Only the general grounds are presented by the motion for new trial. While it may be true that there is not sufficient competent evidence in the record to authorize a finding that at the time *416the defendant’s truck struck the wagon he was exceeding the speed limit set by the law of this State, and that his failure to blow his horn or give some warning to the wagon of his approach, in violation of law, had nothing to do with and 'did not contribute to the accident, yet the law (Code of 1933, § 68-303-d) declares: “An operator of a vehicle overtaking another vehicle going in the same direction, and desiring to pass the same, shall pass to the left of the vehicle overtaken; provided, that the way ahead is clear of approaching traffic,” and “further, that no operator shall pass a vehicle from the rear at the top of-a hill;” and there was evidence that before the defendant attempted to pull out to the left and pass the wagon the reflections from the lights of the approaching Ford car could easily be seen before it actually came over the top of the hill. It thus appears that the jury was authorized to find that the way was not clear at the time the defendant attempted to pass the wagon, that his acts were thus in violation of the Code section, and that his unlawful act was the proximate cause of the death. The jury resolved all of the issues against the defendant. The facts of this case make but another instance of the terrific toll being paid for somebody’s carelessness in modern traffic conditions. A strict obedience by all persons to the laws of the road would obviate the largest per cent, of these tragedies.

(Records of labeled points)
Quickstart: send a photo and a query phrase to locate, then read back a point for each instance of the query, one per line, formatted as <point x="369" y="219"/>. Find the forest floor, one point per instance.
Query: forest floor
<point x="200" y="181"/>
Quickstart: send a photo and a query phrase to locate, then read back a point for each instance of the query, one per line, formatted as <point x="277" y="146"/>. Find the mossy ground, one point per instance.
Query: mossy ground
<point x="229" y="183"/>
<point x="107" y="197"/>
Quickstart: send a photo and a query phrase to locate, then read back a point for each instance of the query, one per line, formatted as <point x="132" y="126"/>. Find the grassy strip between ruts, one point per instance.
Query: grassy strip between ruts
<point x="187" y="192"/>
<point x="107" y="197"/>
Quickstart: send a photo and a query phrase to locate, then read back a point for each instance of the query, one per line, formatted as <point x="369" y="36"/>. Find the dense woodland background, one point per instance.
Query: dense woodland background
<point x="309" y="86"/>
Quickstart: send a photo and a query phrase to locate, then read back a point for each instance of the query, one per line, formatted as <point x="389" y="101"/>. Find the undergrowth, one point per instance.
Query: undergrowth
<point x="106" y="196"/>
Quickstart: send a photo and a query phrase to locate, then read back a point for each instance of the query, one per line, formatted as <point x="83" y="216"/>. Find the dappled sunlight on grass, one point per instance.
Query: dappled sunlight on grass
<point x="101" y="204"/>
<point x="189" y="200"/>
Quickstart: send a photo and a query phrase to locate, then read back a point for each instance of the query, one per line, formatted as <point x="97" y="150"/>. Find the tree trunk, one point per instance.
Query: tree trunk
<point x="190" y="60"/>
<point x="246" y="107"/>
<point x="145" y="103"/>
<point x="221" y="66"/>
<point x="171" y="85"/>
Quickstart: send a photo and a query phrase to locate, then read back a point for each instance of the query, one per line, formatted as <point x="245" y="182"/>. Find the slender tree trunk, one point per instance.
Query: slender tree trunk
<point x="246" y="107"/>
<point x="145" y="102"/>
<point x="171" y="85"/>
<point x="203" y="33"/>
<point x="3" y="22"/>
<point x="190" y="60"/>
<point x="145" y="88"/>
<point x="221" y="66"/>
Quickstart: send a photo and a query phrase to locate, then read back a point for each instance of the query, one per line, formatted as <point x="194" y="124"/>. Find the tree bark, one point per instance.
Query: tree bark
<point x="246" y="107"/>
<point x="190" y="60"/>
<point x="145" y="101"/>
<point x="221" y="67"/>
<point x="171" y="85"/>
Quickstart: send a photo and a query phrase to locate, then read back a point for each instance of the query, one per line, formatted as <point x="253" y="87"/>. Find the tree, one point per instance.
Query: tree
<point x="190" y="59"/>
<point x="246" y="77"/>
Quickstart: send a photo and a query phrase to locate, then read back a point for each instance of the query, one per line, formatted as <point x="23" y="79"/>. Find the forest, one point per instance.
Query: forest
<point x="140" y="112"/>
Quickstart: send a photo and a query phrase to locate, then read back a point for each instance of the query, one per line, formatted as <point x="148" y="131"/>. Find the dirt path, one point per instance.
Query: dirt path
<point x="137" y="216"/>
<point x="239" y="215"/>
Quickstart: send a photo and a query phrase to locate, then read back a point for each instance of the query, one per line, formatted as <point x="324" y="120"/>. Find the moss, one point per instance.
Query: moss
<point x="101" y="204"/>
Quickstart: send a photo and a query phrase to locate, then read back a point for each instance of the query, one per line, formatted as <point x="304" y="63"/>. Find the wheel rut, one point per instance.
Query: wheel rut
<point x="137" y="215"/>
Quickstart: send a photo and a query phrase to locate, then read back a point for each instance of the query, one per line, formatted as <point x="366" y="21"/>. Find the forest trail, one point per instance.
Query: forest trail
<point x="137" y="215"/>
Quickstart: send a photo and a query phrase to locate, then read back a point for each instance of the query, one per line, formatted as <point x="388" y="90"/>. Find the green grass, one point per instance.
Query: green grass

▶ _Exercise goal_
Can you extract the full court passage about the truck passing the wagon and reproduce it without any changes?

▶ _Response to this exercise_
Only the general grounds are presented by the motion for new trial. While it may be true that there is not sufficient competent evidence in the record to authorize a finding that at the time *416the defendant’s truck struck the wagon he was exceeding the speed limit set by the law of this State, and that his failure to blow his horn or give some warning to the wagon of his approach, in violation of law, had nothing to do with and 'did not contribute to the accident, yet the law (Code of 1933, § 68-303-d) declares: “An operator of a vehicle overtaking another vehicle going in the same direction, and desiring to pass the same, shall pass to the left of the vehicle overtaken; provided, that the way ahead is clear of approaching traffic,” and “further, that no operator shall pass a vehicle from the rear at the top of-a hill;” and there was evidence that before the defendant attempted to pull out to the left and pass the wagon the reflections from the lights of the approaching Ford car could easily be seen before it actually came over the top of the hill. It thus appears that the jury was authorized to find that the way was not clear at the time the defendant attempted to pass the wagon, that his acts were thus in violation of the Code section, and that his unlawful act was the proximate cause of the death. The jury resolved all of the issues against the defendant. The facts of this case make but another instance of the terrific toll being paid for somebody’s carelessness in modern traffic conditions. A strict obedience by all persons to the laws of the road would obviate the largest per cent, of these tragedies.